*Problem requirements:* Copy each line of the following data that contains "segment".

[Saved data entries]
+ + +

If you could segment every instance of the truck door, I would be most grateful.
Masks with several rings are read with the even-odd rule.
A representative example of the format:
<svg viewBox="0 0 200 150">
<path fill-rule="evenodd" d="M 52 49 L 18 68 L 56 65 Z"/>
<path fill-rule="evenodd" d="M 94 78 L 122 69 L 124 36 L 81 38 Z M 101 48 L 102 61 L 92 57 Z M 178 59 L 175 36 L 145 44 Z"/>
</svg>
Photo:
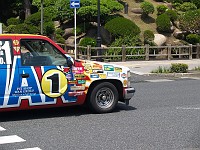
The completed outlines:
<svg viewBox="0 0 200 150">
<path fill-rule="evenodd" d="M 76 101 L 68 96 L 66 76 L 72 76 L 67 58 L 55 46 L 42 39 L 20 40 L 20 84 L 30 106 Z M 70 75 L 71 74 L 71 75 Z"/>
<path fill-rule="evenodd" d="M 18 56 L 13 53 L 14 41 L 0 39 L 0 108 L 15 107 L 18 104 Z"/>
</svg>

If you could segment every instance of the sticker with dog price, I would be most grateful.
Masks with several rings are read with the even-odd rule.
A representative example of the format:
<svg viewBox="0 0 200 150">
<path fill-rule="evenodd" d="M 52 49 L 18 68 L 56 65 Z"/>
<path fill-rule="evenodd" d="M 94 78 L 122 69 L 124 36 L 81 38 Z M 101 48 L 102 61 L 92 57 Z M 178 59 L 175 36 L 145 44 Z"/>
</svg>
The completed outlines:
<svg viewBox="0 0 200 150">
<path fill-rule="evenodd" d="M 56 69 L 48 70 L 42 77 L 42 91 L 45 95 L 56 98 L 63 95 L 67 90 L 65 74 Z"/>
</svg>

+ + +

*Task output:*
If you could segment every instance of the truck door, I would be most grateful.
If you could segment every instance of the sticker with dog price, I would be most grateful.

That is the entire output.